▶ [Aim of the task] Scan the entries that follow for the word "snow", then report every line in which it appears.

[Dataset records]
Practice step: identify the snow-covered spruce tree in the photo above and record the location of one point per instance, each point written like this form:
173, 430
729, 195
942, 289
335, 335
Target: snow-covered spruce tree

▶ [Result of this task]
Practice step: identify the snow-covered spruce tree in the photo above and record the location of one point per instance, each point written like this form:
Target: snow-covered spruce tree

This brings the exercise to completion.